■ What to work on ■
Continue the article on the study linking racism to physical health, starting after its final sentence.

■ Document passage ■
+===+

Racism Could Literally Affect Your Physical Health, Study Shows

Protestors march against the far-right's Unite the Right rally August 12, 2018 in Washington, DC on the one-year anniversary of deadly violence at a similar protest in Charlottesville, Virginia. - Last year's protests in Charlottesville, Virginia, that left one person dead and dozens injured, saw hundreds of neo-Nazi sympathizers, accompanied by rifle-carrying men, yelling white nationalist slogans and wielding flaming torches in scenes eerily reminiscent of racist rallies held in America's South before the Civil Rights movement. (Photo by Daniel SLIM / AFP)        (Photo credit should read DANIEL SLIM/AFP/Getty Images)

Racism Could Literally Affect Your Physical Health, Study Shows

Exposure to bigotry increases risk of cancer, heart disease, dementia and more.

Published June 3rd

File this one under: told y’all.

Researchers at the University of Southern California released a study that links victims of racism to an increase in serious diseases.

The study of 71 people found that those who suffer from racism are more likely to get heart disease, dementia or cancer if they’re stressed for a long time. It claims enduring racial abuse is literally toxic on the body and triggers inflammation, which leads to the aforementioned diseases.

+===+

■ Supplied information ■
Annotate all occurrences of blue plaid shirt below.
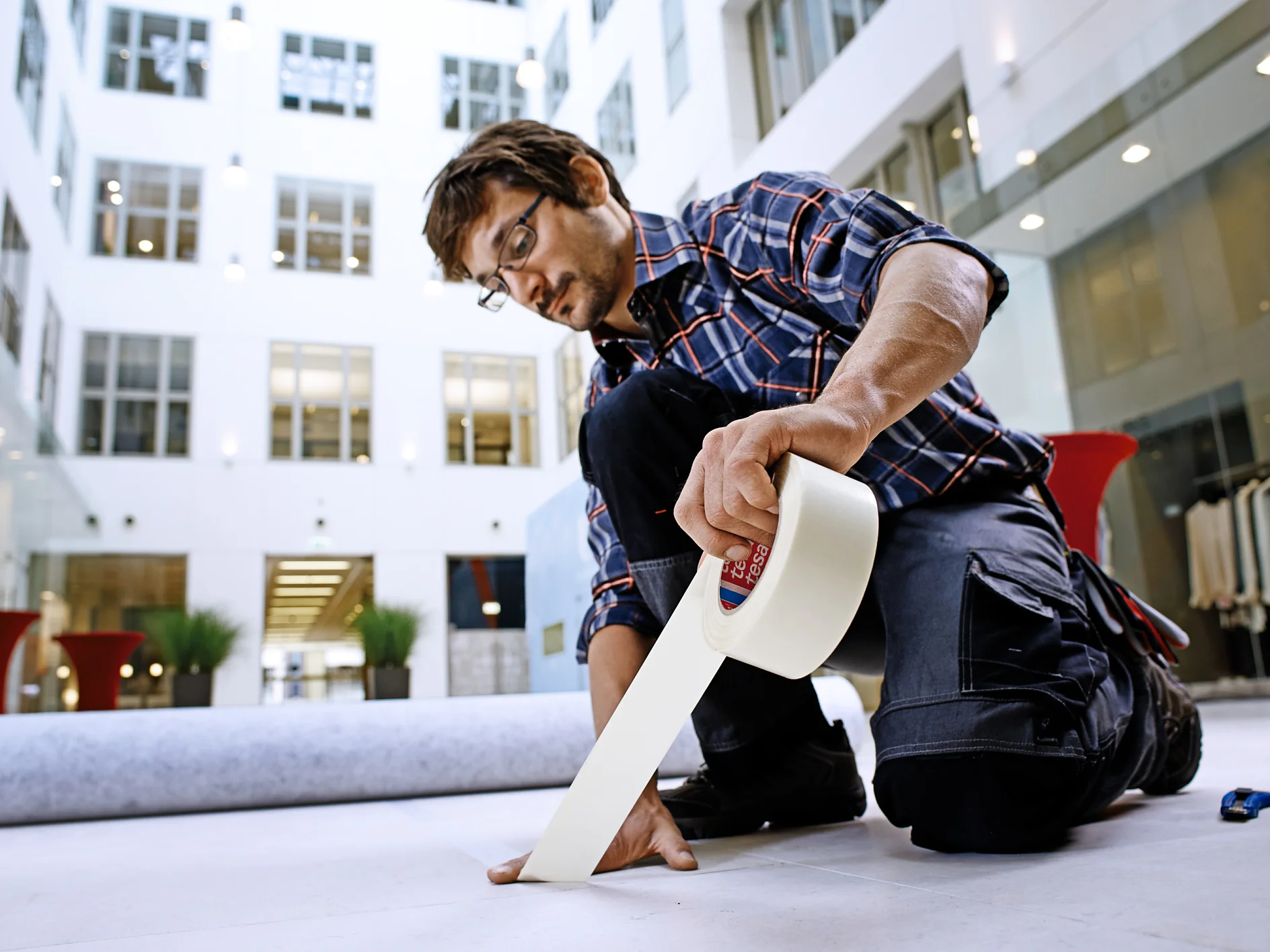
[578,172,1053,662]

+===+

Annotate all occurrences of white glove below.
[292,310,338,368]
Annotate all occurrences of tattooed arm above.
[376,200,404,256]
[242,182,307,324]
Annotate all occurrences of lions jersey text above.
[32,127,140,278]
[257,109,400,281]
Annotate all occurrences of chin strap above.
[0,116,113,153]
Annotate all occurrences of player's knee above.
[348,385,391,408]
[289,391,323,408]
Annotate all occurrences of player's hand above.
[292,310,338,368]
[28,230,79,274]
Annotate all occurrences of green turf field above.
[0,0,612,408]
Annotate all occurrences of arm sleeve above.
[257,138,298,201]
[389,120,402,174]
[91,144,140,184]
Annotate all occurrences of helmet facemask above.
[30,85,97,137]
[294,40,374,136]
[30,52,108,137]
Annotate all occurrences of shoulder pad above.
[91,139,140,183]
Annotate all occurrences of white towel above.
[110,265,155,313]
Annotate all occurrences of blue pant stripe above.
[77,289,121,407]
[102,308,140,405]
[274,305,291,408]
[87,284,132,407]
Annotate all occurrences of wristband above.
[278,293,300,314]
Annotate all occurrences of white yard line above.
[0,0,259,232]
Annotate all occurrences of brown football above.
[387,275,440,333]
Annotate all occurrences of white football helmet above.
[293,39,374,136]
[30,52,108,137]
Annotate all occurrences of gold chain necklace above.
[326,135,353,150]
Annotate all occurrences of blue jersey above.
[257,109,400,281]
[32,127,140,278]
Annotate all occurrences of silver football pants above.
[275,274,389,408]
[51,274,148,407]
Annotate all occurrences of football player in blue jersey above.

+===+

■ Your response ■
Inflammation among African Americans was almost two thirds as high as it was in white European Americans. Scientists had reportedly already knew victims of abuse could raise the risk of disease, however they didn’t know the root cause.

The scientists conducting the study suggest that racial abuse also may cause long-term inflammation through genetic changes driven by ongoing stress.

Out of the 71 participants analysed during the USC study, 48 were African American and 23 were white. Levels of inflammatory molecules were 63 percent higher among the African American group than that of the white European American. African American participants also reported higher levels of feeling discriminated against.

Past research has linked inflammation to heart disease, dementia and cancer through the way it disrupts certain cells from working properly. People who have constant high levels of swelling at cell level are more likely to develop those illnesses in the future.